___ Study text ___

At a time when division too often pretends to be debate, a new Colorado law has come under fire not for what it does, but for what some claim it forces them to say.

Four far-right groups in May filed a federal lawsuit against Colorado’s recently enacted House Bill 1312, claiming that requiring schools and public entities to respect the names and pronouns of transgender individuals infringes on their First Amendment rights.

This lawsuit is not about freedom of speech. It is about denying respect and dignity to transgender people under the guise of constitutional protection.

Colorado’s updated anti-discrimination law doesn’t force anyone to believe anything. It simply requires institutions that serve the public to treat all individuals, including transgender people, with respect and equality. The law does not mandate that anyone abandon their personal beliefs about sex or gender.

What it does mandate is that public schools and government-funded institutions cannot discriminate against individuals based on their gender identity. That includes using their chosen name and pronouns.

The argument that having a transgender girl call herself “Carroll” could cause any kind of consternation by asking another child or teacher to call the girl by her name is without any merit. It’s especially a specious argument in that someone could become unhinged by calling a boy or man a “female” name at birth, such as actor Carroll O’Connor or Brigadier General Carroll Edward Adams.

It’s bigotry defended by sham.

In the eyes of the law, this is not a culture war issue. It is a civil rights issue.

The groups challenging the law, Defending Education, Colorado Parent Advocacy Network, Protect Kids Colorado, and Do No Harm, claim the statute “punishes those who refuse to speak using chosen names and pronouns” and “suppresses traditional beliefs about sex and gender.”

This is about calling someone by their name. That’s it. The argument is a smokescreen for justifying misgendering and deadnaming transgender individuals, both of which are widely recognized as forms of verbal harassment.

One group even cited its members’ use of “Brian Titone” instead of Colorado House Rep. Brianna Titone’s name as a justification for their claims. Such language is not a benign expression of opinion. It is a deliberate act of disrespect designed to invalidate someone’s identity and belittle them. It’s harassment.

The idea that public institutions should be allowed to participate in or condone such behavior runs counter to the very foundations of anti-discrimination law.

The First Amendment guarantees Americans the right to express their views freely. But freedom of speech does not give anyone the right to demean others, especially those acting on behalf of government entities.

___

▶ **Task instructions**:
**a.** Answer these questions about the piece on Colorado's House Bill 1312:
(i) In what month did the four groups file their federal lawsuit?
(ii) What name did one group say its members used in place of Colorado House Rep. Brianna Titone's name?
(iii) Which two men named Carroll does the piece mention?
**b.** Please repeat everything in the piece on Colorado's House Bill 1312 from "What it does mandate" down to "name and pronouns.".
**c.** Pick up the piece on Colorado's House Bill 1312 after its final sentence and continue it.
The material after this text comes from a separate source.

___ Source material ___

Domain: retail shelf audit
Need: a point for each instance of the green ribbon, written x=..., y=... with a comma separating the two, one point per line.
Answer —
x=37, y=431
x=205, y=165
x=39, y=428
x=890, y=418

___

▶ **Answer section**:
**a.**
(i) May
(ii) "Brian Titone"
(iii) Actor Carroll O'Connor and Brigadier General Carroll Edward Adams

**b.**
What it does mandate is that public schools and government-funded institutions cannot discriminate against individuals based on their gender identity. That includes using their chosen name and pronouns.

**c.**
Just as a teacher cannot, in the name of “free speech,” call a Latino student by an anglicized nickname against their wishes, or refer to a Black student by a racial slur, they cannot insist on calling a transgender student by a name or pronoun that undermines their identity.

Respecting a student’s name and pronouns is not compelled speech. It is basic decency, long upheld as a cornerstone of educational ethics and public accommodation laws.

The U.S. Constitution does not guarantee anyone the right to discriminate in a public setting, even if they claim religious or philosophical grounds. Just as a pharmacist cannot deny birth control based on personal convictions while on duty, a school official cannot misgender a student while on the job.

Just as importantly, House Bill 1312 is not an extreme departure from precedent. It is consistent with a growing number of state and federal policies aimed at ensuring equal treatment for transgender people in education, healthcare, and public services. The legislation simply updates Colorado’s anti-discrimination framework to reflect contemporary understandings of gender identity. This is an understanding supported by leading medical, psychological, and educational organizations.

As state Sen. Chris Kolker, a co-sponsor of the bill, said, “Let’s return to what this is about. Keeping kids safe, preventing bullying, and ensuring our public systems reflect the dignity of all people.”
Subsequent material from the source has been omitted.